A Padova studia nella bottega di Giovanni Vianello, consegue la maturità classica e nel 1906 si laurea in Giurisprudenza. A sollecitare la sua cultura visiva sono anche le nascenti riviste che a cavallo del secolo divulgano e promuovono una nuova estetica dell’arte e della grafica, dell’architettura e dell’arredamento, della letteratura e della poesia, che si fa strada in Europa: l’inglese “The Studio”, la tedesca “Jugend”, e l’italiana “Emporium”. E poi la vicinanza con Venezia offre a Casorati un vivace panorama culturale: la Biennale, vetrina internazionale dell’arte, ma anche Ca’ Pesaro, che dal 1908, in polemica con il grande palcoscenico dei Giardini, promuove le istanze dei giovani artisti, e dove Casorati espone per la prima volta nel 1913 con una sala personale, e dove tornerà ormai pittore affermato nel 1919 e 1920, rinunciando alla Biennale e schierandosi con gli ‘artisti dissidenti’ capesarini alla Galleria Geri-Boralevi.

═══

COMPITI PROPOSTI:
(A) Secondo il testo su Casorati, in quale anno Casorati espone per la prima volta a Ca’ Pesaro?
(B) Individui e copi ogni riga dei record che contiene la parola "white", distinguendo tra maiuscole e minuscole.

═══

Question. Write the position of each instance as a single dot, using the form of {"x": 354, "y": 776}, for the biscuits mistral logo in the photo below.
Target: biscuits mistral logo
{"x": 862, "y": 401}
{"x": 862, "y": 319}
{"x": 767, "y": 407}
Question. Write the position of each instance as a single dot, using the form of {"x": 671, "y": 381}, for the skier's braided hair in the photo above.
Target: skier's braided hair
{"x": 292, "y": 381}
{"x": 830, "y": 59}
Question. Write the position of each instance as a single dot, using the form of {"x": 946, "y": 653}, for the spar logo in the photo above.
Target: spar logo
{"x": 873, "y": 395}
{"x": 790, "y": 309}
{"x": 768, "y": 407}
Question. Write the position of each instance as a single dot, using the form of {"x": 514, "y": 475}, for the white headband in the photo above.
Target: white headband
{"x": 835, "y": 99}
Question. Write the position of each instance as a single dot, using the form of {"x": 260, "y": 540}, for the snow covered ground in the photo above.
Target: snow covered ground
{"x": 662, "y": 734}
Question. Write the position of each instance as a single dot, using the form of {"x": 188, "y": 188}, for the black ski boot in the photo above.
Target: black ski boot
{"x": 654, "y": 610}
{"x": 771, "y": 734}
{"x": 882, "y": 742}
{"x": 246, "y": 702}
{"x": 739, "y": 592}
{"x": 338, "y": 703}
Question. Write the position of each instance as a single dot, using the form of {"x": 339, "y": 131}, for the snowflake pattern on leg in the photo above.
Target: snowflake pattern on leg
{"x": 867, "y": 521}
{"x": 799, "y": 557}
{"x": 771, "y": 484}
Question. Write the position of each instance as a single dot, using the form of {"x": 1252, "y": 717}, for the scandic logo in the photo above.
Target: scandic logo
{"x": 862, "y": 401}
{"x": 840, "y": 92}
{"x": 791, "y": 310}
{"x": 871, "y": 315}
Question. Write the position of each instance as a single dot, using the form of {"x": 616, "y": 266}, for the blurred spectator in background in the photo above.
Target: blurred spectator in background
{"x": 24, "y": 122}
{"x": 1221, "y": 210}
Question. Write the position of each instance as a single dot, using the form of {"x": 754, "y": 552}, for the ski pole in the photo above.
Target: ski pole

═══

RISPOSTE:
(A) Nel 1913, con una sala personale.

(B)
Question. Write the position of each instance as a single dot, using the form of {"x": 514, "y": 475}, for the white headband in the photo above.
Target: white headband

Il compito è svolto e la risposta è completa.